CONSIGNE ÉCRITE 1: Recopiez à l'identique le passage du texte sur l'économie politique chrétienne qui va de « Après la présentation » à « d’économie politique chrétienne. ».
CONSIGNE ÉCRITE 2: Reformulez sous forme de liste le paragraphe du texte sur l'économie politique chrétienne qui commence par « Après la présentation des économistes ». Gardez-en les faits principaux.

TEXTE DU DOCUMENT:
------
Après la présentation des économistes ayant fleuri au sein de la Belgique francophone au cours du XIXe siècle, un lecteur nous a adressé un large commentaire, songeant à creuser cette notion étrange d’ « économie politique chrétienne » que nous avions évoquée en exposant l’œuvre de Charles Périn. Tout à fait enclins à accompagner cet effort de diffusion des différentes idées économiques, nous présentons ici son commentaire critique de l’œuvre d’Alban de Villeneuve-Bargemont, le plus grand représentant en France de l’école d’économie politique chrétienne.
A. de Villeneuve-Bargemont ou l’économie politique chrétienne
par J.-L. T.
(Laissons Faire, n°3, août 2013)
------
ENTRÉES DE DONNÉES:
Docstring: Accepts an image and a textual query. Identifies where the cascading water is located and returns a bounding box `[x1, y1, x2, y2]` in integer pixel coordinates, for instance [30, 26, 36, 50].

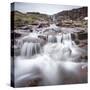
[21, 42, 41, 57]
[15, 23, 87, 87]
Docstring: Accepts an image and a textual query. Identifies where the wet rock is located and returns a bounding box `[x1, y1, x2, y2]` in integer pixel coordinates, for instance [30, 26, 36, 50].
[78, 33, 88, 40]
[71, 34, 76, 40]
[75, 40, 80, 45]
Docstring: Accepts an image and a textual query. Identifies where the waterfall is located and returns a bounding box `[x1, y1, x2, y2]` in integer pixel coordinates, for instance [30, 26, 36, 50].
[21, 42, 41, 57]
[15, 23, 87, 87]
[48, 35, 57, 43]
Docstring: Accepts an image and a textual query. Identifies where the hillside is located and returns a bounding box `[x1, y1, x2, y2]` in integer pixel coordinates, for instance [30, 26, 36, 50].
[11, 11, 49, 28]
[53, 7, 88, 27]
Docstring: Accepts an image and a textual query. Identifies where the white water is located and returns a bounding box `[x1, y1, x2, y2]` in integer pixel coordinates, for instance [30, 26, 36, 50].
[15, 23, 87, 87]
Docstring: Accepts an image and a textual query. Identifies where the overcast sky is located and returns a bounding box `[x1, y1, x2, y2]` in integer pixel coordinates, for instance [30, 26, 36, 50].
[15, 2, 80, 15]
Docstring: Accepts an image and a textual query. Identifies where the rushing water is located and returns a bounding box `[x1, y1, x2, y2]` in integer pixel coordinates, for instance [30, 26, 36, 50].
[15, 23, 87, 87]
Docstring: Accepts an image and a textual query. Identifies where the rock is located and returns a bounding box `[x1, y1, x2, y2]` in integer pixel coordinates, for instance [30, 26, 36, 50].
[38, 35, 47, 40]
[75, 40, 80, 45]
[78, 33, 88, 40]
[71, 33, 76, 40]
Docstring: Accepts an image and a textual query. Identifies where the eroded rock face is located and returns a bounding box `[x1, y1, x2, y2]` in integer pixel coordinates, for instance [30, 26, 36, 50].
[78, 33, 88, 40]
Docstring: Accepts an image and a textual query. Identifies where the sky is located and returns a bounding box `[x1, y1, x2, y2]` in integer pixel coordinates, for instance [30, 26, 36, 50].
[14, 2, 80, 15]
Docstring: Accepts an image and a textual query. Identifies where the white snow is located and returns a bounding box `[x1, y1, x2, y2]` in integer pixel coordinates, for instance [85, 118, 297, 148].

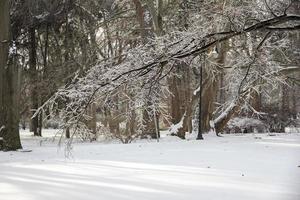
[0, 131, 300, 200]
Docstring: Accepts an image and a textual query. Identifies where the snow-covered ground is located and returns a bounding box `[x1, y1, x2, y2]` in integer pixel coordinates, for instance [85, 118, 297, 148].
[0, 130, 300, 200]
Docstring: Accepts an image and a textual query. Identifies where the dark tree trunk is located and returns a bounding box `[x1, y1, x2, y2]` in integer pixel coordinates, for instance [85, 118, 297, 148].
[29, 28, 41, 136]
[0, 0, 22, 150]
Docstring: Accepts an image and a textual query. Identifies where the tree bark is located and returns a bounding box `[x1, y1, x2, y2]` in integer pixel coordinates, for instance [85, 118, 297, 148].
[0, 0, 22, 150]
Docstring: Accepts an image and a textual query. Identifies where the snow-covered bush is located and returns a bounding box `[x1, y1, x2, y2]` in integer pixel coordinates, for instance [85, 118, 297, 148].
[224, 117, 267, 133]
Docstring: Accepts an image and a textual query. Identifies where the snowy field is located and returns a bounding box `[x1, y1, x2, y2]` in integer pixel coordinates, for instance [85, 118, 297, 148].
[0, 130, 300, 200]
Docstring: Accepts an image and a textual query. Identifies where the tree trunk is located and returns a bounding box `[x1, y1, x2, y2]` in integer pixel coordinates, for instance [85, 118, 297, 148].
[0, 0, 22, 150]
[29, 28, 41, 136]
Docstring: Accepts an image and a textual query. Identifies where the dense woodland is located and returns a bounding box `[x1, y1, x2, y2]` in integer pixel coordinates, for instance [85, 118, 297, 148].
[0, 0, 300, 150]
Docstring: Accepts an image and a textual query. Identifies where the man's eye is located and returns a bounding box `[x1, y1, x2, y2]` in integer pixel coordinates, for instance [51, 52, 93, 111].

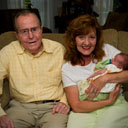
[32, 28, 37, 32]
[21, 30, 28, 33]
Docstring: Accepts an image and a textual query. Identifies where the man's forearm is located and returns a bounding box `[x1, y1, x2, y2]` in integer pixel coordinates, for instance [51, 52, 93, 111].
[103, 70, 128, 83]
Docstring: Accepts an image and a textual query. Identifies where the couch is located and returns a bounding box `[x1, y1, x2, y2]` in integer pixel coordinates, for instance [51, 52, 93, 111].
[0, 29, 128, 107]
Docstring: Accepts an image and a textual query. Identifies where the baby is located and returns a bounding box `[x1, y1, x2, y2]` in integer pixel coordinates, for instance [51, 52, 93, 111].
[78, 53, 128, 100]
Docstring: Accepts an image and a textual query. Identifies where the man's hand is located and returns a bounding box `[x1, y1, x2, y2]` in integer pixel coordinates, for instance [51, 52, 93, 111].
[0, 115, 14, 128]
[52, 102, 69, 114]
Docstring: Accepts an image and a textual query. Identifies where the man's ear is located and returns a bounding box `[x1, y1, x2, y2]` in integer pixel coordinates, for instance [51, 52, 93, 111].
[41, 25, 43, 33]
[14, 31, 18, 39]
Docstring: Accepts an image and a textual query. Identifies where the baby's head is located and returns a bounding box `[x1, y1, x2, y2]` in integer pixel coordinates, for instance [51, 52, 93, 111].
[111, 53, 128, 70]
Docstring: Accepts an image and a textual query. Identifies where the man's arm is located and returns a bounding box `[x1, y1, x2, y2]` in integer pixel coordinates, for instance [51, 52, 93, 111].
[86, 70, 128, 99]
[87, 68, 107, 80]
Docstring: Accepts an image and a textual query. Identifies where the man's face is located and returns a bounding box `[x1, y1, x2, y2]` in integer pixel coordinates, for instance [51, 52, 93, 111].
[16, 13, 43, 55]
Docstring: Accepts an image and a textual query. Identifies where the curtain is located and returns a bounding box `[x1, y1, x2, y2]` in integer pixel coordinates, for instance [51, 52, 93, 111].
[93, 0, 113, 25]
[7, 0, 63, 32]
[7, 0, 24, 9]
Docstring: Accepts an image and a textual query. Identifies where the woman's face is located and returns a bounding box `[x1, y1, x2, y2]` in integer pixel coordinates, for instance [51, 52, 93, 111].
[75, 29, 97, 57]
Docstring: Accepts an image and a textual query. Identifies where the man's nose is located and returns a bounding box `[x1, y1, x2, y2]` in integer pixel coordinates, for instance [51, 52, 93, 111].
[84, 37, 89, 45]
[28, 30, 34, 38]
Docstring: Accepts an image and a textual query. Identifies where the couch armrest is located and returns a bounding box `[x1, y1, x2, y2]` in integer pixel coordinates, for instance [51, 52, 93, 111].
[1, 78, 10, 108]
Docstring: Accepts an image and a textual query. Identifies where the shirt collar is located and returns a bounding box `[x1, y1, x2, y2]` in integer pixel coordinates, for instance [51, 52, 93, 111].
[16, 39, 54, 54]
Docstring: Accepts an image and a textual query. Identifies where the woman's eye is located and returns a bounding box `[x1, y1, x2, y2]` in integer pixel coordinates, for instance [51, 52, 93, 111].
[79, 35, 84, 39]
[90, 36, 96, 39]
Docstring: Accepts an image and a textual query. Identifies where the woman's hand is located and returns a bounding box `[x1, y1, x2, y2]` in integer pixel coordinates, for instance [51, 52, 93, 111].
[0, 115, 14, 128]
[85, 75, 107, 100]
[108, 84, 120, 105]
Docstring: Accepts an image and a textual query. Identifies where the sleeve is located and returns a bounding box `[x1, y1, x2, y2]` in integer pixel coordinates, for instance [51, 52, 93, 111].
[62, 63, 76, 87]
[0, 50, 8, 116]
[104, 44, 121, 59]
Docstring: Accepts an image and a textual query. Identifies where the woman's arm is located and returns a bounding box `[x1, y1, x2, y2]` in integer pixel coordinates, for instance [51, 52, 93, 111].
[87, 68, 107, 80]
[65, 85, 120, 113]
[86, 71, 128, 99]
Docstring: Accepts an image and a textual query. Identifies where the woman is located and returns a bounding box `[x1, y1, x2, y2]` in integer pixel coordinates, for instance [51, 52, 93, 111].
[62, 15, 128, 128]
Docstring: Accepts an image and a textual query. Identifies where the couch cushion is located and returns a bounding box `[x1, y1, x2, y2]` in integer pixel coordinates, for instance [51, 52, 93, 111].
[43, 33, 65, 44]
[103, 29, 118, 48]
[0, 31, 16, 49]
[117, 31, 128, 54]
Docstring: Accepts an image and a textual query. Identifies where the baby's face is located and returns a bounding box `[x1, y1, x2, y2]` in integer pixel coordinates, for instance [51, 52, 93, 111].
[111, 55, 124, 69]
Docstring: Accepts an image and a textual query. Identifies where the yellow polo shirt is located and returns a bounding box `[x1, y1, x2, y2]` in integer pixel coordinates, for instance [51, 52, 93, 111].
[0, 39, 67, 115]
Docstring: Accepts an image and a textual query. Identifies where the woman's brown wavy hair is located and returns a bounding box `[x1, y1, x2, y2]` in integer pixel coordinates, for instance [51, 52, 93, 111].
[65, 14, 105, 65]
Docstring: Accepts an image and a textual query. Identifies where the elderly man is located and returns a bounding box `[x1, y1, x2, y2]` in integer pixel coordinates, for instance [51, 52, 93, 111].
[0, 10, 69, 128]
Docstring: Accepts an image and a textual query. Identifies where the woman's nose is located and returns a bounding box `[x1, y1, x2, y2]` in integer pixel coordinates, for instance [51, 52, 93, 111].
[84, 37, 89, 45]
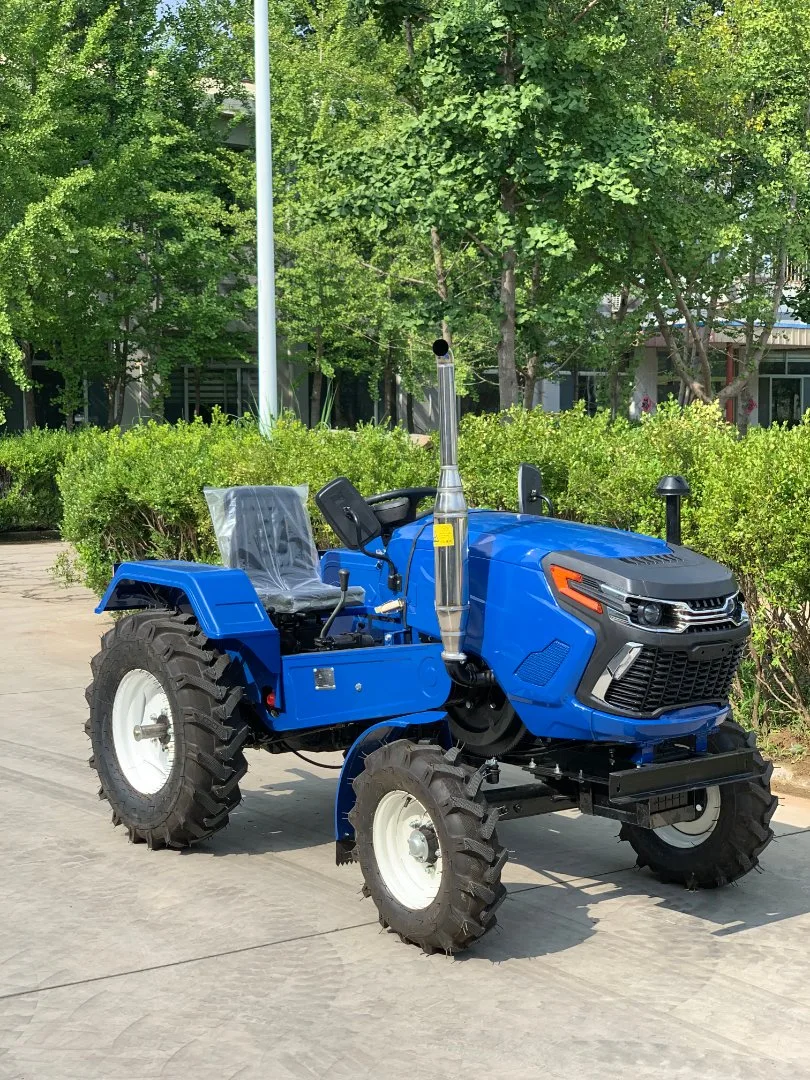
------
RÉPONSE CORRECTE 1:
Après la présentation des économistes ayant fleuri au sein de la Belgique francophone au cours du XIXe siècle, un lecteur nous a adressé un large commentaire, songeant à creuser cette notion étrange d’ « économie politique chrétienne » que nous avions évoquée en exposant l’œuvre de Charles Périn. Tout à fait enclins à accompagner cet effort de diffusion des différentes idées économiques, nous présentons ici son commentaire critique de l’œuvre d’Alban de Villeneuve-Bargemont, le plus grand représentant en France de l’école d’économie politique chrétienne.

RÉPONSE CORRECTE 2:
- Le texte fait suite à une présentation des économistes de la Belgique francophone au XIXe siècle.
- Un lecteur a envoyé un long commentaire pour approfondir la notion d'« économie politique chrétienne », évoquée à propos de l'œuvre de Charles Périn.
- Pour contribuer à la diffusion des différentes idées économiques, la rédaction publie son commentaire critique de l'œuvre d'Alban de Villeneuve-Bargemont.
- Ce dernier est présenté comme le plus grand représentant en France de l'école d'économie politique chrétienne.